诗歌是一门空间艺术,是一系列意象的有机组合。学者闰建华指出,任何一个意象既是一个相对独立的诗性空间,又是诗歌空间叙事的基本单元。与小说中常见的线性叙事结构相比,诗歌叙事更多地呈现出空间的意象叙事,具有绘画性和雕塑性。诗歌打破语言的内在联系,而采用空间意象的并置,构建出情景意境和主体意境交融的整体精神空间。学者谭君强认为,一首好诗具有“随呼随来的”的美的广阔空间,而对读者来说,这种“随呼随来”的美可以说是回味无穷,因人而异的。也就是说,诗歌完整的意象画面由各个在空间中独立呈现的意象以参照和交互参照的方式由读者和欣赏者加以连接,即它是从“对各部分及其配合的理解”角度去理解整体而构成的。总的来看,诗歌意象的叙事功能主要体现在三个方面:奠定诗歌的整体基调,制约诗歌的叙事节奏,推动诗歌的叙事进程。由此观之,诗歌的空间叙事实质上就是诗歌意象的空间叙事。《红楼梦》中有很多这样通过并置众多单个意象来构建叙事的时空顺序的,有的甚至能够分出叙事层次,构建多重故事层的叙事模式。例如,正册判词一,通过引入“停机德”和“柳絮才”的意象典故,激发了另一故事叙事层级,勾勒出林黛玉和薛宝钗两个人物的整体形象特征。读者只有具备相应的知识储备,才能理解原诗创造出的意境叙事。而后两句“玉带林中挂,金簪雪里埋”则通过“玉带”“金簪”两个意象的空间方位描述构建出一上一下、一个凄凉、一个幽冷的意境。这样的空间叙事使每位读者展开丰富的想象,唤起丰富而真切的情感。而这一层叙事主要在于揭露两位女主人公的命运,与上一层叙事并置,互相参照呼应,使得人物命运更为凸显,更易激发读者的情感共鸣。

→ **任务列表**:
1 – 请从这段关于诗歌空间叙事的文本中摘录一段，起于“诗歌是一门空间艺术,是一系列”，止于“显,更易激发读者的情感共鸣。”。
2 – 这段关于诗歌空间叙事的文本认为，诗歌意象的叙事功能主要体现在哪几个方面？请逐一列出。

→ **所给数据**:

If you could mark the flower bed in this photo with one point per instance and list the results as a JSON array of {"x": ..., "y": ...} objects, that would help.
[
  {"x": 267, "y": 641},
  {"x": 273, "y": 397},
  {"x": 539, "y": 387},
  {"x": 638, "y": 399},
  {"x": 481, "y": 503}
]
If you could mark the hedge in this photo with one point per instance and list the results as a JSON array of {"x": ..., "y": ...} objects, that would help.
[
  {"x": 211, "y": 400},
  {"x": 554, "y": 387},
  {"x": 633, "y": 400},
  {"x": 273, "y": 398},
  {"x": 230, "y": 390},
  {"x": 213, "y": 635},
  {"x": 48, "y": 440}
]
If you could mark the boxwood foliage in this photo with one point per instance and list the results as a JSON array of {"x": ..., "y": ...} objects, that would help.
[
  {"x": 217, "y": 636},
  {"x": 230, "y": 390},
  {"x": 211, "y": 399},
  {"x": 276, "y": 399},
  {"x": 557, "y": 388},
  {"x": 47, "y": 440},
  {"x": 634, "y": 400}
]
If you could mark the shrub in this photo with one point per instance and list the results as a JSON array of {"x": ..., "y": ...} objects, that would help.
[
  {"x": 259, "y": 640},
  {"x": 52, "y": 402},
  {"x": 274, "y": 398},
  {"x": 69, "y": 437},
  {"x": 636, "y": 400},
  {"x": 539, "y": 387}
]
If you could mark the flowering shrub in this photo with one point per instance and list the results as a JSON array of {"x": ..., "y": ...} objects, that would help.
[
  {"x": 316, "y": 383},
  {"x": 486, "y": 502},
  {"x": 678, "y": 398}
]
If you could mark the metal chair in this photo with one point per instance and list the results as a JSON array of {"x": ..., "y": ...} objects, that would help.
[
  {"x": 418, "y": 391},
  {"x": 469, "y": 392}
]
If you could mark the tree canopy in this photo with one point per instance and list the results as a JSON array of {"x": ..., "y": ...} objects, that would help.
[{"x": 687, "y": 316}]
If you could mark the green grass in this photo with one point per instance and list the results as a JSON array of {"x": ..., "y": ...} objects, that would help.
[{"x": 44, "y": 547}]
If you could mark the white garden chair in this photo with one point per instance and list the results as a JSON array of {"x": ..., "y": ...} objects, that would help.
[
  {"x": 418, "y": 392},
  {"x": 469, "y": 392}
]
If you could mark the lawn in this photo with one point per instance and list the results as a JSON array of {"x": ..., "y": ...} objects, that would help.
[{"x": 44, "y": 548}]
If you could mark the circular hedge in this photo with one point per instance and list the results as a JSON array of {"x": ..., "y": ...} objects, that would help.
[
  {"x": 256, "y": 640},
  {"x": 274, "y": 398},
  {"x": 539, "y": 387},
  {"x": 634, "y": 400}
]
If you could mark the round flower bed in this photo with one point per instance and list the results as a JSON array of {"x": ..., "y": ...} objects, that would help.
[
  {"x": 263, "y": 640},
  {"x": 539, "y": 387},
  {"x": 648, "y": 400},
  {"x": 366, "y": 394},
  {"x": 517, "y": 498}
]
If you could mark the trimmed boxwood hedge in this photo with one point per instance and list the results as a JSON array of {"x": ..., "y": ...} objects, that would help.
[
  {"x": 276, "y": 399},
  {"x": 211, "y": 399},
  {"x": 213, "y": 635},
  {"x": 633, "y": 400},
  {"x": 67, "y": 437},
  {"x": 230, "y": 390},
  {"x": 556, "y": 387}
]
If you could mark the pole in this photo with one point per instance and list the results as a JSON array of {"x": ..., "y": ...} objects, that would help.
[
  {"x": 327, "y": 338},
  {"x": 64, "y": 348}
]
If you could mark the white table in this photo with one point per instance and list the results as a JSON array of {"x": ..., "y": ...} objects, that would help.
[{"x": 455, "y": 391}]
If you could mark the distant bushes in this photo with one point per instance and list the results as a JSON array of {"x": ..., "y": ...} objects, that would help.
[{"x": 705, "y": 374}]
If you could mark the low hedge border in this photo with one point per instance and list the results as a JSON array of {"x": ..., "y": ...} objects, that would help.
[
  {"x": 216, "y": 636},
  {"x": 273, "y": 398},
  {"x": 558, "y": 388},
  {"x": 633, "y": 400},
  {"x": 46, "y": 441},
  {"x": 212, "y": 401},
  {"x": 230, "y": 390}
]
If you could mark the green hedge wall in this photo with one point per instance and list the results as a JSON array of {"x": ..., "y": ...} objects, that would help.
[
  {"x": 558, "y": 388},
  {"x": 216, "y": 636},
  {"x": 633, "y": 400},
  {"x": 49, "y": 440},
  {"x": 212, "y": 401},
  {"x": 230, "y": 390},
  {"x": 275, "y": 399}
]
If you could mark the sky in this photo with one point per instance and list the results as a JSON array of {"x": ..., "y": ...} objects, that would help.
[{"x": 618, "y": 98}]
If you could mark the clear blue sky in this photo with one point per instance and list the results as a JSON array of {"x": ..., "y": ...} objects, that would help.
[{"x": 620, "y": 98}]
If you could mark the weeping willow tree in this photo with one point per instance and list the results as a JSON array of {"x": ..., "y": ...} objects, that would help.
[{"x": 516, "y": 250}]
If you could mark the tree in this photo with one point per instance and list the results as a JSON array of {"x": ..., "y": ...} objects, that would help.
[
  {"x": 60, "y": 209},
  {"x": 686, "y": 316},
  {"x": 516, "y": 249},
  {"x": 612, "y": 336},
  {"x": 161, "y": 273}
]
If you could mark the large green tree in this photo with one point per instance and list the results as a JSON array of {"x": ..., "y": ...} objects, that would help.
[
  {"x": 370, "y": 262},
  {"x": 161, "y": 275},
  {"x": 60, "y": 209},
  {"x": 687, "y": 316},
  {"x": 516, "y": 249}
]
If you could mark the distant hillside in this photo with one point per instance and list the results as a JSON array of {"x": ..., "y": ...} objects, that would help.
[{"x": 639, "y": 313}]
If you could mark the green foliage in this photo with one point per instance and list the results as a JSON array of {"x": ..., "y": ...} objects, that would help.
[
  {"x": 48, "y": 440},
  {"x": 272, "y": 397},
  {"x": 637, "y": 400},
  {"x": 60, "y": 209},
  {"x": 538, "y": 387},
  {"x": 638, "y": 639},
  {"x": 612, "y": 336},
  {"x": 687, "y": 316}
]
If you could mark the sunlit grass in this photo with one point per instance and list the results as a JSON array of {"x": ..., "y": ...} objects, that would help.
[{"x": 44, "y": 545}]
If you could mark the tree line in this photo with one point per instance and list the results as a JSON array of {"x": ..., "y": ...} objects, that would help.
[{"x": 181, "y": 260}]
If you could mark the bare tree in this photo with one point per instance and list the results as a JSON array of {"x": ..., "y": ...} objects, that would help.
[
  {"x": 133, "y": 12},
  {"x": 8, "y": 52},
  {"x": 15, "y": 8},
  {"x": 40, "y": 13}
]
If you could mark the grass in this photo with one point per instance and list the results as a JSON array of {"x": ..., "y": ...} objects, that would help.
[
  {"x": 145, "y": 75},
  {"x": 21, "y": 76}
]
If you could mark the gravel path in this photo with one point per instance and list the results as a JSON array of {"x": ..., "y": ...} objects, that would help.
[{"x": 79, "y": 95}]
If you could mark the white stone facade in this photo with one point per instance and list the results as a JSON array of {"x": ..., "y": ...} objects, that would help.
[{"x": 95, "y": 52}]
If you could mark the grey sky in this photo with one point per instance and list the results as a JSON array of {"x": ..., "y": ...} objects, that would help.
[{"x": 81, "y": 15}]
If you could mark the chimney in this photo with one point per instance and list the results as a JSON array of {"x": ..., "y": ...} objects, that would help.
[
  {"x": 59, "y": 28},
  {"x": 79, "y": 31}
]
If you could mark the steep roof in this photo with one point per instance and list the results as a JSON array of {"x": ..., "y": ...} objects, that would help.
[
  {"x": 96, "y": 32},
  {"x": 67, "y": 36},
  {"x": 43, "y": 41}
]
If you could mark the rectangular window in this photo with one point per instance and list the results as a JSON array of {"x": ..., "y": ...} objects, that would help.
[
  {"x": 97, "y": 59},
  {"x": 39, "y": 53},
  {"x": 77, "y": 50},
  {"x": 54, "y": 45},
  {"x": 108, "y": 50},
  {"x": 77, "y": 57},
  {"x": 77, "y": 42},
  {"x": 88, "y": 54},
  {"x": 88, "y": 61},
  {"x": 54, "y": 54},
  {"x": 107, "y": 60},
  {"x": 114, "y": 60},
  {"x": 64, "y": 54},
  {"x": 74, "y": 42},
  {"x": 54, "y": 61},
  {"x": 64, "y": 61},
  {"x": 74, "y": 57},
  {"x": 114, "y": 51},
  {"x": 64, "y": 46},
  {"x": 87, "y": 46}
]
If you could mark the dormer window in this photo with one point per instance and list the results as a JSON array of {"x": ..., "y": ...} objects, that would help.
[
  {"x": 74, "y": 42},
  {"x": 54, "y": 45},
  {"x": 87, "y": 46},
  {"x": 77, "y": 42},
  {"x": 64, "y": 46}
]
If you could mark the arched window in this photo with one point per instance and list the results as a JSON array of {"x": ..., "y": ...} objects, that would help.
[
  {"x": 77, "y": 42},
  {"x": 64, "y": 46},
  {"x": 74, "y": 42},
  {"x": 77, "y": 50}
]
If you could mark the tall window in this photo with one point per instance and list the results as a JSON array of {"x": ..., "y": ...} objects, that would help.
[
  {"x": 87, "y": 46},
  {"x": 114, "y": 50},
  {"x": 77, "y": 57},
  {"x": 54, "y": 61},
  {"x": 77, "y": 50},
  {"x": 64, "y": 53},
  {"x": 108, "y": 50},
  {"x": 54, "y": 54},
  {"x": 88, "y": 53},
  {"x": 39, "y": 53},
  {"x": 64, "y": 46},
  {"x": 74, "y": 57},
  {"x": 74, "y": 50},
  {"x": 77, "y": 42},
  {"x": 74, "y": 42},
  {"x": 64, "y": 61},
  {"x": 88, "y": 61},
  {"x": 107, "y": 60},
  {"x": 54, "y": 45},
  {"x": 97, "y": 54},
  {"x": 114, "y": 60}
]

→ **参考答案**:
1 –
诗歌是一门空间艺术,是一系列意象的有机组合。学者闰建华指出,任何一个意象既是一个相对独立的诗性空间,又是诗歌空间叙事的基本单元。与小说中常见的线性叙事结构相比,诗歌叙事更多地呈现出空间的意象叙事,具有绘画性和雕塑性。诗歌打破语言的内在联系,而采用空间意象的并置,构建出情景意境和主体意境交融的整体精神空间。学者谭君强认为,一首好诗具有“随呼随来的”的美的广阔空间,而对读者来说,这种“随呼随来”的美可以说是回味无穷,因人而异的。也就是说,诗歌完整的意象画面由各个在空间中独立呈现的意象以参照和交互参照的方式由读者和欣赏者加以连接,即它是从“对各部分及其配合的理解”角度去理解整体而构成的。总的来看,诗歌意象的叙事功能主要体现在三个方面:奠定诗歌的整体基调,制约诗歌的叙事节奏,推动诗歌的叙事进程。由此观之,诗歌的空间叙事实质上就是诗歌意象的空间叙事。《红楼梦》中有很多这样通过并置众多单个意象来构建叙事的时空顺序的,有的甚至能够分出叙事层次,构建多重故事层的叙事模式。例如,正册判词一,通过引入“停机德”和“柳絮才”的意象典故,激发了另一故事叙事层级,勾勒出林黛玉和薛宝钗两个人物的整体形象特征。读者只有具备相应的知识储备,才能理解原诗创造出的意境叙事。而后两句“玉带林中挂,金簪雪里埋”则通过“玉带”“金簪”两个意象的空间方位描述构建出一上一下、一个凄凉、一个幽冷的意境。这样的空间叙事使每位读者展开丰富的想象,唤起丰富而真切的情感。而这一层叙事主要在于揭露两位女主人公的命运,与上一层叙事并置,互相参照呼应,使得人物命运更为凸显,更易激发读者的情感共鸣。

2 –
1. 奠定诗歌的整体基调
2. 制约诗歌的叙事节奏
3. 推动诗歌的叙事进程